Given entries
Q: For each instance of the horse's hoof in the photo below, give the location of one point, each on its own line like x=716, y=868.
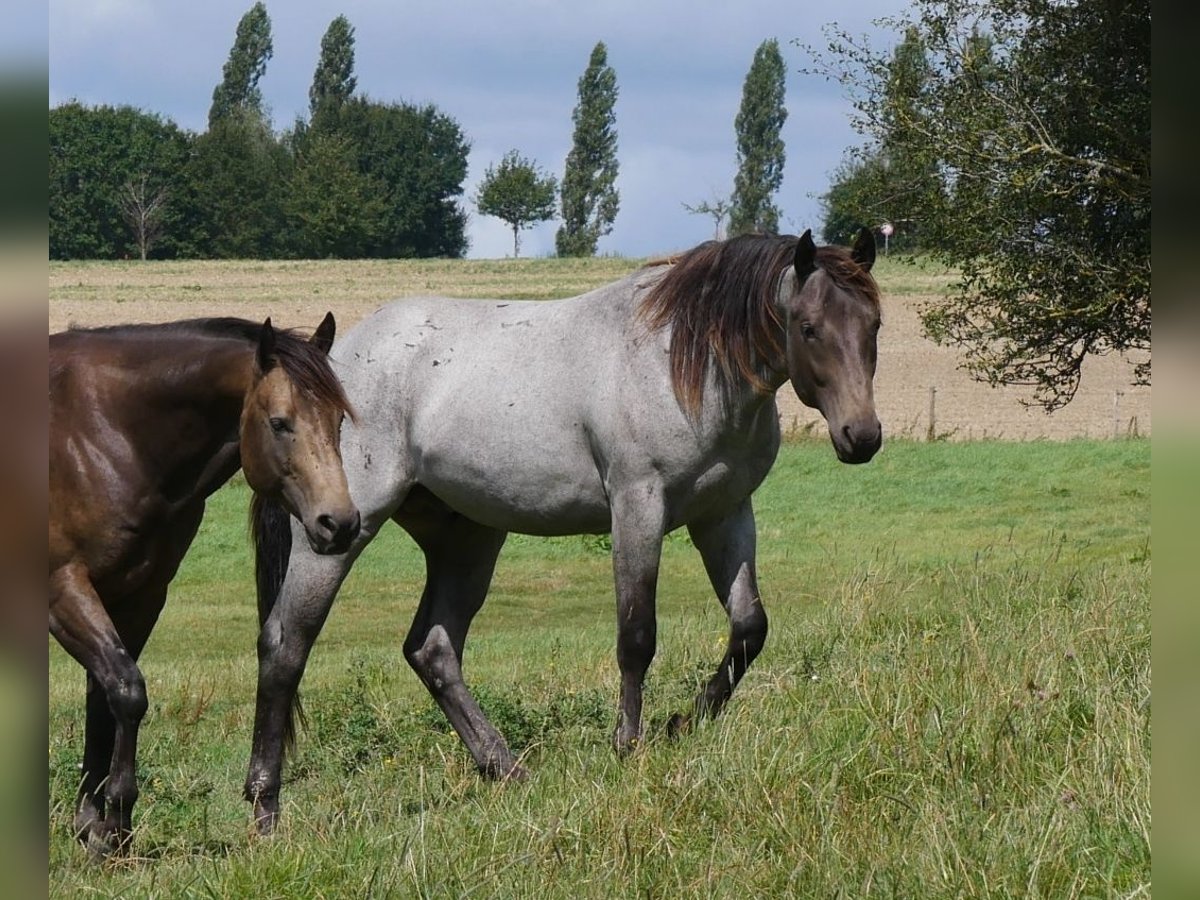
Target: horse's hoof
x=625, y=747
x=678, y=725
x=267, y=816
x=510, y=771
x=106, y=843
x=517, y=773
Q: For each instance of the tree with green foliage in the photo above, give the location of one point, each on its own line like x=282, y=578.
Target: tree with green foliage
x=333, y=209
x=589, y=197
x=94, y=154
x=1037, y=118
x=235, y=181
x=517, y=192
x=759, y=126
x=888, y=180
x=238, y=91
x=417, y=157
x=333, y=82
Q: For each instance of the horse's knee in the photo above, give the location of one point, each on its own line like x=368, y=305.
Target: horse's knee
x=433, y=658
x=636, y=642
x=748, y=627
x=127, y=697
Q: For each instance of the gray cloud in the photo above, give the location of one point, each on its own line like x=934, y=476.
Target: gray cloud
x=507, y=72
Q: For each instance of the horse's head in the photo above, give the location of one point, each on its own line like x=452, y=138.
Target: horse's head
x=831, y=311
x=291, y=427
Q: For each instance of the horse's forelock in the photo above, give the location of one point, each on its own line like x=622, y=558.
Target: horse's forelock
x=310, y=370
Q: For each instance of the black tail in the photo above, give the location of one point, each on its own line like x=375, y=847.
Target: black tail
x=271, y=529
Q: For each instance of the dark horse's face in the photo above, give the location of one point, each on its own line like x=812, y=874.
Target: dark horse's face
x=291, y=449
x=832, y=317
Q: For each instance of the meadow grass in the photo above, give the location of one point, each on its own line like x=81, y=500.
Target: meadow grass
x=954, y=701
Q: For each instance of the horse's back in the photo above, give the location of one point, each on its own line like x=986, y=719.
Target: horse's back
x=490, y=403
x=528, y=415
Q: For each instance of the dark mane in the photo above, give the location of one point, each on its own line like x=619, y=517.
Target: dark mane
x=305, y=363
x=719, y=300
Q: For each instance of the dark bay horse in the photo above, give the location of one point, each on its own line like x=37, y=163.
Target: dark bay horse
x=636, y=408
x=145, y=423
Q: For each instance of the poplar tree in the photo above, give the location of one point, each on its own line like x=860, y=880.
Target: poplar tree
x=759, y=124
x=238, y=91
x=333, y=82
x=589, y=197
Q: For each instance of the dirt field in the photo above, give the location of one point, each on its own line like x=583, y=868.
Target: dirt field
x=299, y=293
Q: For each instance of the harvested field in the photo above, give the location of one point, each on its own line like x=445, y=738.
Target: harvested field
x=299, y=293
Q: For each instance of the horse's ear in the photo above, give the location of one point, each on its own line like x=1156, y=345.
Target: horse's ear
x=265, y=355
x=805, y=256
x=863, y=252
x=324, y=334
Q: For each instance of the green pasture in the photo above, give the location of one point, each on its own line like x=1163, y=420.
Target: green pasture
x=954, y=701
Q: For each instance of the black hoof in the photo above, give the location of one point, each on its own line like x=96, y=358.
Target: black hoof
x=678, y=725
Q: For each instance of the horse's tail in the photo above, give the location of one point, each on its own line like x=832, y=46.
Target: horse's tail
x=271, y=529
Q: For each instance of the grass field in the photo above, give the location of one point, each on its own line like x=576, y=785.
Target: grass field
x=954, y=701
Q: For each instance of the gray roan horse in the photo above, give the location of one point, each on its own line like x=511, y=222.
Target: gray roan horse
x=636, y=408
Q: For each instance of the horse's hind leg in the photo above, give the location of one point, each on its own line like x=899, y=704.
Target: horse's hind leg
x=727, y=547
x=81, y=624
x=460, y=557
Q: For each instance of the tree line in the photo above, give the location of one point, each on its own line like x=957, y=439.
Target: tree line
x=355, y=178
x=1012, y=141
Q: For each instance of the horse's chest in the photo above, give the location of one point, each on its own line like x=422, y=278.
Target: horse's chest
x=717, y=486
x=144, y=553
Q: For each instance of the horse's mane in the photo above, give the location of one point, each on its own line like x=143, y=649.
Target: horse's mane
x=305, y=363
x=719, y=300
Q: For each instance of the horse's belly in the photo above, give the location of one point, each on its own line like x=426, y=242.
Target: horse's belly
x=545, y=499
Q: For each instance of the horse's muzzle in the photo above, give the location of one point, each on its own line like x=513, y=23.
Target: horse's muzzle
x=857, y=443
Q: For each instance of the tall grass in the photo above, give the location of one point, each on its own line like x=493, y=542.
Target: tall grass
x=953, y=701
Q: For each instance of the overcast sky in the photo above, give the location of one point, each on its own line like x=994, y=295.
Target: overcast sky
x=507, y=71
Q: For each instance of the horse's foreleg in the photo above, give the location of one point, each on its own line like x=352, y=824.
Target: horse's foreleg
x=78, y=621
x=460, y=558
x=283, y=646
x=727, y=547
x=637, y=522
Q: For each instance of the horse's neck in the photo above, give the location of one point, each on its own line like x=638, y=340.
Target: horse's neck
x=192, y=433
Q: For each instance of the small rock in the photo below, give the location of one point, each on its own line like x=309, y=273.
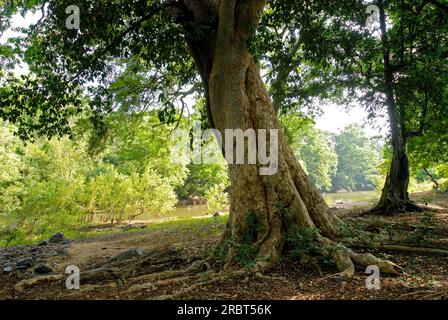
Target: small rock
x=42, y=269
x=24, y=263
x=57, y=238
x=8, y=269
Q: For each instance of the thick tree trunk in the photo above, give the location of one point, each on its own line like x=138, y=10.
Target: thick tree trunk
x=395, y=196
x=264, y=209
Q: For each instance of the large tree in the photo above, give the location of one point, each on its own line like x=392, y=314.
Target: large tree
x=167, y=46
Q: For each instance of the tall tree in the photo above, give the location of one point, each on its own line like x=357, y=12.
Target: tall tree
x=174, y=42
x=397, y=70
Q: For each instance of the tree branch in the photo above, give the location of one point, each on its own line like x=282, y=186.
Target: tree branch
x=439, y=5
x=156, y=8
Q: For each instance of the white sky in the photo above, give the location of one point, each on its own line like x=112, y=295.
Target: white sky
x=333, y=119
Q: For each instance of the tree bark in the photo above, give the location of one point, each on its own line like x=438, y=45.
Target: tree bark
x=394, y=196
x=264, y=209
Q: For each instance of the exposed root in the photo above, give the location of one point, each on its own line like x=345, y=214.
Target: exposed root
x=28, y=283
x=154, y=285
x=428, y=295
x=390, y=209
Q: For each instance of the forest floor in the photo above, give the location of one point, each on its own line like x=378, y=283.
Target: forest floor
x=173, y=245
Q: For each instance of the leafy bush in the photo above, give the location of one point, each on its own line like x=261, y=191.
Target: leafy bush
x=217, y=198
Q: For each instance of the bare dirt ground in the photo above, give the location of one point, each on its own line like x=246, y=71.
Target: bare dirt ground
x=173, y=247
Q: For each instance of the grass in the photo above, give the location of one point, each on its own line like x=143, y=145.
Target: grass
x=177, y=225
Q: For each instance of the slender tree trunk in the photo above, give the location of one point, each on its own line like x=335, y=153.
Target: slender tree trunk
x=433, y=179
x=395, y=196
x=264, y=209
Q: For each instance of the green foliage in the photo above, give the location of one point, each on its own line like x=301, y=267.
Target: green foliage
x=53, y=185
x=217, y=198
x=359, y=158
x=314, y=148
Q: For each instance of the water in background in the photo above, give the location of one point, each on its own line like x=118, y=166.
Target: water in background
x=360, y=197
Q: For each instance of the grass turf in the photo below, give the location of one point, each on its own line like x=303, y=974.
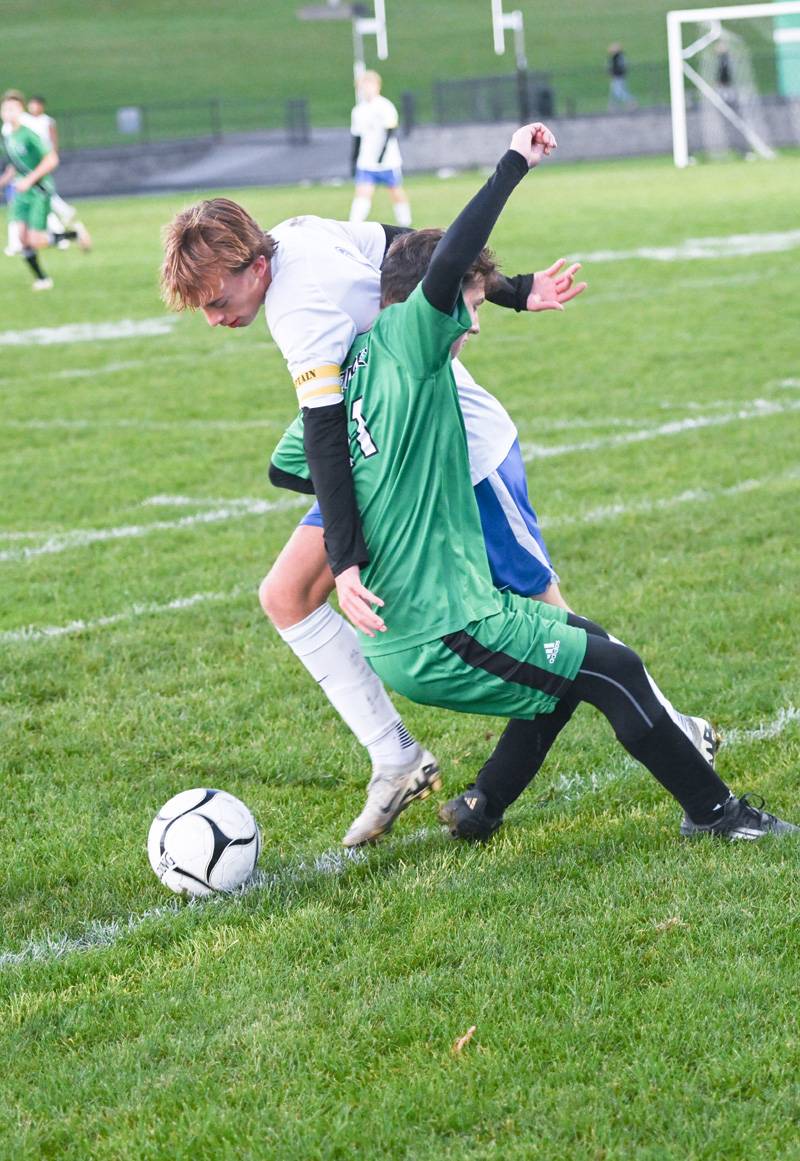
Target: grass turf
x=634, y=996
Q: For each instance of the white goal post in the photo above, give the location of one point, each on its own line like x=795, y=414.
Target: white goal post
x=680, y=70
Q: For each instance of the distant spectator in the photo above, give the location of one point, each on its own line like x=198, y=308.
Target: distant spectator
x=618, y=69
x=376, y=157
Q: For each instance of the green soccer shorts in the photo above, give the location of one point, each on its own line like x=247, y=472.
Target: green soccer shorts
x=516, y=663
x=33, y=208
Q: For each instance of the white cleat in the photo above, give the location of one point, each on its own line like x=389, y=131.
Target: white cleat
x=388, y=794
x=704, y=736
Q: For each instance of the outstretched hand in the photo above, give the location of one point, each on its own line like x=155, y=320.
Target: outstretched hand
x=553, y=287
x=355, y=601
x=533, y=142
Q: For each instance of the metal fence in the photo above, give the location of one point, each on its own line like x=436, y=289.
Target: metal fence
x=206, y=120
x=478, y=99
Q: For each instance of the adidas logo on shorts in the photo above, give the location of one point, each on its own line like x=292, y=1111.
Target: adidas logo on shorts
x=552, y=650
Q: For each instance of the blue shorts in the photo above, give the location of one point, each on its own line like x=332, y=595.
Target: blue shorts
x=390, y=178
x=518, y=559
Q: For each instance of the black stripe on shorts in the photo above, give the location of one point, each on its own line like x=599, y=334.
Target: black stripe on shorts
x=504, y=665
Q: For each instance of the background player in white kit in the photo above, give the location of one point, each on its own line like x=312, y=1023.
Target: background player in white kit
x=376, y=157
x=319, y=283
x=62, y=214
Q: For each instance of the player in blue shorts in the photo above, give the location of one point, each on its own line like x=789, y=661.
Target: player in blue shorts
x=376, y=157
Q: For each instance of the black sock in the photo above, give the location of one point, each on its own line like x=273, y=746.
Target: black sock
x=31, y=259
x=518, y=757
x=682, y=770
x=613, y=679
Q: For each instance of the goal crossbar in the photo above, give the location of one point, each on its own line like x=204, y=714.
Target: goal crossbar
x=682, y=71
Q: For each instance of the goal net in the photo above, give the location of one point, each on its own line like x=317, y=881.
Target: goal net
x=734, y=79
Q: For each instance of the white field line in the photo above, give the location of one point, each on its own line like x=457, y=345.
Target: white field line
x=31, y=633
x=89, y=332
x=81, y=538
x=244, y=506
x=148, y=608
x=756, y=409
x=691, y=496
x=145, y=425
x=334, y=862
x=735, y=245
x=226, y=351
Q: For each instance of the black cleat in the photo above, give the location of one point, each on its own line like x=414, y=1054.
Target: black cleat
x=741, y=819
x=466, y=816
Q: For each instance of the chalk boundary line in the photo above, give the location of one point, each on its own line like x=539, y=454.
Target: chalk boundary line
x=101, y=934
x=33, y=633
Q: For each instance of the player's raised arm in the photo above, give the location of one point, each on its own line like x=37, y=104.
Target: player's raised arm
x=469, y=233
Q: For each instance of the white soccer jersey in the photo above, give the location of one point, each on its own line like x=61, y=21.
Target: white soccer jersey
x=490, y=430
x=369, y=121
x=325, y=289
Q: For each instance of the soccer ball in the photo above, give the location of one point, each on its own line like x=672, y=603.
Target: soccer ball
x=203, y=841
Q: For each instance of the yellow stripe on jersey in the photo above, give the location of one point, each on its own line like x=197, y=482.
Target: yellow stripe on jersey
x=318, y=381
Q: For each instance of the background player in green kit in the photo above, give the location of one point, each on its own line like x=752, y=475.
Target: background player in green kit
x=452, y=640
x=30, y=163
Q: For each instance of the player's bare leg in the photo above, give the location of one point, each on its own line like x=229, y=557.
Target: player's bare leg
x=294, y=596
x=362, y=201
x=402, y=207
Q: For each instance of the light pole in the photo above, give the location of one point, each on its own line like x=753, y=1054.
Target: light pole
x=368, y=26
x=512, y=21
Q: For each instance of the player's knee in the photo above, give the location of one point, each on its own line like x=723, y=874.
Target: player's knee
x=285, y=601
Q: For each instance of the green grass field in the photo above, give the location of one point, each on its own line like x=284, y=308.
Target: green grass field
x=254, y=57
x=634, y=996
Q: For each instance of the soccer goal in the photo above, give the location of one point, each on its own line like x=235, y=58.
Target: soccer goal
x=742, y=64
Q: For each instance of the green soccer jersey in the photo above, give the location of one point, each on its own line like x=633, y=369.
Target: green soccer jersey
x=411, y=470
x=26, y=149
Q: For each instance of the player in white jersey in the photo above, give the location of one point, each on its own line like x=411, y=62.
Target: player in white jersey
x=375, y=158
x=319, y=282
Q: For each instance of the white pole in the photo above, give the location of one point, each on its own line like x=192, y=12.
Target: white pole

Exercise prompt
Write out the lines of the entries above exactly, beginning with the first and ending with the line that contains "Q: For each instance of the tree with". No picture goes in.

Output for this task
Q: For each instance of the horse's hoof in the photo below, give the location of one point, each on its own line like x=716, y=868.
Target: horse's hoof
x=625, y=747
x=678, y=725
x=267, y=816
x=510, y=771
x=106, y=843
x=517, y=773
Q: For each instance of the tree with green foliage in the photo above, give the location of one point, each on its own line like x=282, y=578.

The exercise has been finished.